──────── Verilen Metin ────────

BURJUVAZİ ve KAPİTALİZM

BURJUVAZİ ve KAPİTALİZM

“Kapitalistler iş yapmak için para, kişisel iş yapanlar para yapmak için iş yaparlar.”

 

İnsanlık, çağımıza gelinceye dek sırasıyla şu üç çeşit iş yapma sistemini geçirmiştir:

  1. a) Köle-efendi sistemi. İnsanlığın başından beri vardı. MS. 10. asra kadar geçerli sistem idi.
  2. b) Serf-lord; feodalite sistemi. Feodal sistem; MS. 5. asırda Roma İmparatorluğu’nun yıkılmasıyla ortaya çıkmış olsa da, bu düzenin kurumsallaşıp tipik şeklini alması 9. ve 10. yüzyıllara kadar sürmüştür. Fransa, feodalizmin anavatanı sayılır.
  3. c) İşçi-patron; kapitalizm sistemi, 16. asırda ortaya çıkmaya başlamıştır.

 

BURJUVAZİ

Burjuva; köylü, işçi ya da soylu sınıfına dahil olmayıp, sosyal statüsünü ve gücünü, eğitiminden, işveren konumundan ve zenginliğinden alan kentli kişidir. Bu kimselerin oluşturduğu sosyal sınıfa burjuvazi denir. Türk Dil Kurumu burjuvaya “kentsoylu” diyor. Burjuva kelimesi, Fransızcada 1560’larda “orta sınıf” anlamında kullanılmaya başlanmıştır. Eski Fransızca “burgeois” kelimesi, “şehirde yaşayan” anlamına gelir. Şehir, “suriçi” demekti. Burjuva kelimesinin kökeni, Latince burgus (kaleiçi) sözcüğüne dayanır. Ortaçağ Avrupa’sında şehirler surlarla çevrilirdi. Köylüler çoğunlukla surların dışında yaşarlardı. Burjuvalar ise surların içindeki şehirde yaşarlardı. Burjuva, ülke dışından getirilen malları, ülke içinde satma ticareti yapar ve tüccarlıkla ülke içerisinden para kazanarak zengin olurdu. Kapitalizm ise ülkeye üke dışından para kazandırmaktır.

──────── Ham Kayıtlar ────────

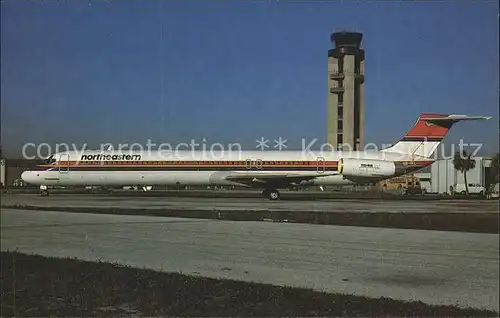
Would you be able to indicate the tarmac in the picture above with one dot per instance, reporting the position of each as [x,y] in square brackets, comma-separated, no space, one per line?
[252,204]
[436,267]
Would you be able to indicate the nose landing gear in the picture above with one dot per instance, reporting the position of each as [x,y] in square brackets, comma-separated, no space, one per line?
[44,191]
[272,194]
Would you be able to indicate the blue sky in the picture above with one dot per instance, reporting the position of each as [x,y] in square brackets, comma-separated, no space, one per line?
[234,71]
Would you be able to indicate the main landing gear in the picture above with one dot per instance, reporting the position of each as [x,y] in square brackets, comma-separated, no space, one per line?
[272,194]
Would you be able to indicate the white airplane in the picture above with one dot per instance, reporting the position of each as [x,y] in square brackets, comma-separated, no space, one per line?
[268,170]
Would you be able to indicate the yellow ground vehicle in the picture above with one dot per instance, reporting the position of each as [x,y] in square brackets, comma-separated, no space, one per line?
[408,183]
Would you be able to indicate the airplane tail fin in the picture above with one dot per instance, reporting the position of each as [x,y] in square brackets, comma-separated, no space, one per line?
[427,133]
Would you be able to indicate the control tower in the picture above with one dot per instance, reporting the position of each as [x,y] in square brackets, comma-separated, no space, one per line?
[345,102]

────────

* _Yazılı Problem 1_:
Burjuvazi ve kapitalizm metnini üç cümlede özetleyin.
* _Yazılı Problem 2_:
Burjuvazi ve kapitalizm metnini kaldığı yerden sürdürün.
Kayıtların burjuvazi ve kapitalizm metniyle bir bağlantısı yoktur.

* _Yanıt 1_:
İnsanlık çağımıza gelene kadar sırasıyla köle-efendi, serf-lord (feodalite) ve 16. asırda ortaya çıkmaya başlayan işçi-patron (kapitalizm) sistemlerini geçirmiştir. Burjuva; köylü, işçi ya da soylu sınıfına dahil olmayan, sosyal statüsünü ve gücünü eğitiminden, işveren konumundan ve zenginliğinden alan kentli kişidir ve bu kişilerin oluşturduğu sınıfa burjuvazi denir. Kökeni Latince "burgus" (kaleiçi) sözcüğüne dayanan bu kavram, Ortaçağ Avrupası'nda surların içindeki şehirde yaşayan ve ülke dışından getirilen malları ülke içinde satarak zenginleşen kişileri anlatır.

* _Yanıt 2_:
 

“Burjuvazi, kişisel iş yapma ve zengin olma sistemidir.”

 

Kişisel İş Yapma Sistemi

Geçimlik Ekonomi

Kapitalizme kadarki ekonomik sistem; kişisel yapılan geçimlik ekonomi sistemiydi. Yiyecek ve giyecek maddeler, üretenler tarafından tüketilmek üzere üretilirlerdi. Ender olarak ihtiyaç duyulan maddeler dışarıdan alınırdı. Ticaret zayıf olduğu için fazla üretmeye gerek yoktu. Üretici, tüketeceği kadar üretir, bu nedenle Pazar için üretim çok azdır. Bu sistemin adı, geçimlik ekonomidir.

 

Kişisel Zengin Olma Sistemi

Ticaret Burjuvazisi

Burjuvazi, kişisel zengin olma sistemidir. Bu da genellikle ticaret yapmakla olurdu. Nitekim öyle olmuştur. 13 ve 14. asırlardan itibaren feodalizm çözülme yoluna girer. 15. asırda Avrupa’da coğrafi keşiflerin başlamasıyla birlikte Amerika, Afrika ve uzak doğu Asya’ya sağlanan deniz ulaşımı sayesinde küresel ticaret başlar. Böylece soylu sınıfların konumu sarsılmaya ve ticaret yoluyla zenginleşen yeni ticaret burjuvazisi ve tüccar burjuva sınıfı yükselmeye başlar.

 

Bu ticaret yoluyla elde edilen servetler, kapitalist sermaye birikiminin temelini oluşturdu. Burjuvazi sistemi feodalite ile kapitalizm arasında bir ara aşamadır. Burjuvazide işletmeler kişilerindir. İşletmeler, işletmenin sahibi olan tek kişi tarafından yönetilir. Kapitalizmde ise işletmeler kurumlarındır. O nedenle ortaçağ tüccarlarının isimleri bilinir ama kapitalist sistemde işletmelerin sahiplerinin kim oldukları bilinmez. Çünkü işletmeler şirketlerindir ve tek kişi tarafından değil, kurullar tarafından yönetilirler. Ama Türkiye’de sözümona kapitalist işletmelerin sahipleri bilinir çünkü işletmeler formalite icabı kurumsaldır, realitede kişinindir.

 

“Burjuvazi, kişisel iş yapma ve kişisel zengin olma sistemidir.”

KAPİTALİZM

Burjuvazi, kapitalizmi doğurmuştur. Kapitalizm, serbest piyasa ekonomisi olarak 16. yüzyılda doğmuştur. Kapitalist ekonomi pratiği Avrupa’da 16-19. yüzyıllar arasında kurumsallaşmıştır ama bazı niteliklerine İlk Çağ’da da rastlanabilir, Orta Çağ döneminde de tüccar kapitalizminin erken biçimleri ortaya çıkmıştır. Feodalizm sona erdiğinden beri kapitalizm dünyadaki egemen sistemdir. Bütün dünyaya İngiltere başta olmak üzere Avrupa’dan yayılmıştır.

 

“Kapitalizmde fiyatları hükümetler değil, piyasalar belirler.”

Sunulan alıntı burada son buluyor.